▸ **TASK ITEM**:
Find the "For each instance of the red undershirt" line in the records below and repeat it and every later line exactly, up to the last; do not include pictures.
--- START ---
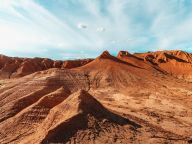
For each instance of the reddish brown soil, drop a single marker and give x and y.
(131, 98)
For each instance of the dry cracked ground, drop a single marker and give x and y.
(124, 99)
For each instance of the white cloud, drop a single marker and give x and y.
(82, 25)
(101, 29)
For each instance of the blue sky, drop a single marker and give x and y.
(68, 29)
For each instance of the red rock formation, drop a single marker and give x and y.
(11, 67)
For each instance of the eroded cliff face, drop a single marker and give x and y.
(11, 67)
(130, 98)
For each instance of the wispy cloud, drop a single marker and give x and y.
(33, 26)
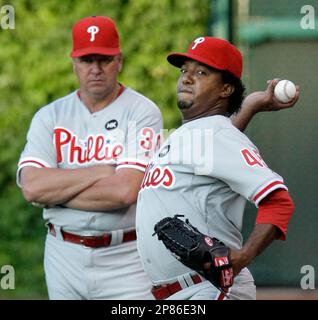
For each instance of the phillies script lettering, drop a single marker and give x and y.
(157, 176)
(93, 148)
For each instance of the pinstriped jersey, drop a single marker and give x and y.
(66, 135)
(205, 170)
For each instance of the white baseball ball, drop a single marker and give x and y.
(285, 91)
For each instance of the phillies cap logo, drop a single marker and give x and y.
(197, 41)
(208, 241)
(92, 30)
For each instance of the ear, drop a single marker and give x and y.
(120, 62)
(73, 64)
(227, 90)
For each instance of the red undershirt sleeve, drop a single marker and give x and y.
(276, 209)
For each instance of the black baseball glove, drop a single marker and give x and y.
(207, 256)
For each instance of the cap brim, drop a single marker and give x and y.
(95, 50)
(177, 60)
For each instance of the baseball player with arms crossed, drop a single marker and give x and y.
(84, 161)
(205, 171)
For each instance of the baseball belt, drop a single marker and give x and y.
(92, 241)
(164, 291)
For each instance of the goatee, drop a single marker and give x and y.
(184, 104)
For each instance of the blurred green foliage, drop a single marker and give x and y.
(35, 69)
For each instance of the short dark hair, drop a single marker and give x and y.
(237, 96)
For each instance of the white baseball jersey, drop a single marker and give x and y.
(64, 134)
(205, 171)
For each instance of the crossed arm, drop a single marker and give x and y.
(96, 188)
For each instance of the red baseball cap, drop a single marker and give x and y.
(95, 35)
(214, 52)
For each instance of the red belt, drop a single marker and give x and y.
(166, 290)
(92, 241)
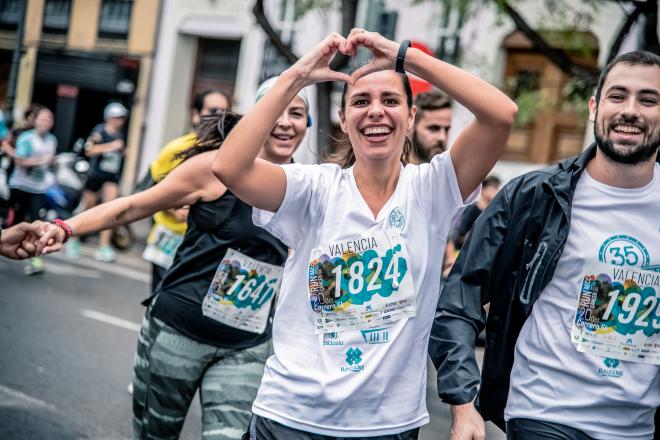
--- END ---
▸ **EXERCISE OUTPUT**:
For each instance of the red undershirt sleeve, drop a single marker and give x and y.
(276, 209)
For each instance of the black baseball glove, drop a single marker and give x and y.
(207, 256)
For each instance of the cap brim, drop a single marker and give x and y.
(95, 50)
(177, 60)
For each instance of the baseball player with arms crossed, drop a single marker and give x and y.
(84, 161)
(205, 171)
For each instance of the baseball belt, drop a single marker and give x and y.
(92, 241)
(164, 291)
For each instance of the goatee, drop a single marker and give x and y.
(184, 104)
For each instance of the blurred green foliage, drop a single marker and give x and y.
(35, 69)
For each instance of the short dark hair, drop a single marker and give x and y.
(237, 96)
For each instance of the white baseball jersey, drop a single marker and give x and y.
(64, 134)
(205, 171)
For each instance of the crossed arm, drop a single marker and give x and y.
(96, 188)
For each instance of the red baseball cap, drop a single marker and give x and y.
(95, 35)
(214, 52)
For each instance of the red belt, drop a single marker and give x and y.
(166, 290)
(92, 241)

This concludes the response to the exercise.